Problem description
Starting from the line that contains "the red shirt?", reproduce each line exactly through the end of the material, and include no other lines.

(Records of labeled points)
------
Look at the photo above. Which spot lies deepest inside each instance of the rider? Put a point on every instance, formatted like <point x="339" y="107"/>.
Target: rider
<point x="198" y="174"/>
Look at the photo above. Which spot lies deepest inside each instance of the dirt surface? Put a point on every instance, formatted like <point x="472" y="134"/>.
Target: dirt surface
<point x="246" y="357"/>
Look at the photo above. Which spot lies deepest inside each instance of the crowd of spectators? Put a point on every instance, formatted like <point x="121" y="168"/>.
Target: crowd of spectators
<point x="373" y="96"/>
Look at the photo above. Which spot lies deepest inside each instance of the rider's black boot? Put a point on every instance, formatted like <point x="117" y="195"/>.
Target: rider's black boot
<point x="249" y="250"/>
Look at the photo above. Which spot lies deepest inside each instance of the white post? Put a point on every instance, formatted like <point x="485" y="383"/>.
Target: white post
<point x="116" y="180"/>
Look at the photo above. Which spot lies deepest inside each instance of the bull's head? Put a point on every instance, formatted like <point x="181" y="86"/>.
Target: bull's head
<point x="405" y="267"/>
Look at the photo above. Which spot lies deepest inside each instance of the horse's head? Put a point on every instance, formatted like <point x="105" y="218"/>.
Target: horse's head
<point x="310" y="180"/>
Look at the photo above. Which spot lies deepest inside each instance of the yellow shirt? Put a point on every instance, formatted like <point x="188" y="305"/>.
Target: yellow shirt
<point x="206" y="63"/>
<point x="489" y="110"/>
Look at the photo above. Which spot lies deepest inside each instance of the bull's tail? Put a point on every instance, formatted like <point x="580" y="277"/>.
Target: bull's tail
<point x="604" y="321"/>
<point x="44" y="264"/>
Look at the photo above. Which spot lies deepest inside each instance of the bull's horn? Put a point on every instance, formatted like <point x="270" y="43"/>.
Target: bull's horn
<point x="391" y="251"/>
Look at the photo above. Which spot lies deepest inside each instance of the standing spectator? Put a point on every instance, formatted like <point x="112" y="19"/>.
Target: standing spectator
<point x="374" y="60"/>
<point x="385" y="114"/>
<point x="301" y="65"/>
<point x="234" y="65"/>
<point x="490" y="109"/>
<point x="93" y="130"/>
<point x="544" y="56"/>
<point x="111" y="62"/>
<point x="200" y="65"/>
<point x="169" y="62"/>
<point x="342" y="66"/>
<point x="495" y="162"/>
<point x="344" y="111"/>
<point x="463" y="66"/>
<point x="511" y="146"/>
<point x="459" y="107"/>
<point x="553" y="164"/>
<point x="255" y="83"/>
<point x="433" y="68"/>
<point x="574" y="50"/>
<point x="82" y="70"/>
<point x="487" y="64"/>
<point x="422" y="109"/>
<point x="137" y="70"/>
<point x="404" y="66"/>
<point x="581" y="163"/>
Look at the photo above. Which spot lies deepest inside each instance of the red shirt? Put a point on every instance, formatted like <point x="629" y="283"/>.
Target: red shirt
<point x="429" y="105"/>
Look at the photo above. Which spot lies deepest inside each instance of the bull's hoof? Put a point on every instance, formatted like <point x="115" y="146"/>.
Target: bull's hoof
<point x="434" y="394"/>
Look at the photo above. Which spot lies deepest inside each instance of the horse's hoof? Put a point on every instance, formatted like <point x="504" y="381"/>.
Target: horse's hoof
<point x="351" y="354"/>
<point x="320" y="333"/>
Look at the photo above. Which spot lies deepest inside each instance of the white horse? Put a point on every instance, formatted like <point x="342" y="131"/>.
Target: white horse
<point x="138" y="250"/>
------
Written answer
Look at the photo above. Which spot lies deepest inside each instance of the red shirt? Put a point on every instance, formatted like <point x="629" y="283"/>.
Target: red shirt
<point x="429" y="105"/>
Look at the photo above. Which spot lies deepest inside each instance of the bull's hoof? Put a point on every instance, formatted like <point x="115" y="146"/>.
Target: bull's hoof
<point x="434" y="394"/>
Look at the photo above. Which spot lies deepest inside each instance of the horse's hoof? Put a point on every instance, formatted like <point x="504" y="381"/>.
Target: horse's hoof
<point x="351" y="354"/>
<point x="320" y="333"/>
Look at the photo above. Which spot lies deepest inside each instance of the white horse? Put a point on every instance, formatted like <point x="342" y="131"/>.
Target: white horse
<point x="138" y="250"/>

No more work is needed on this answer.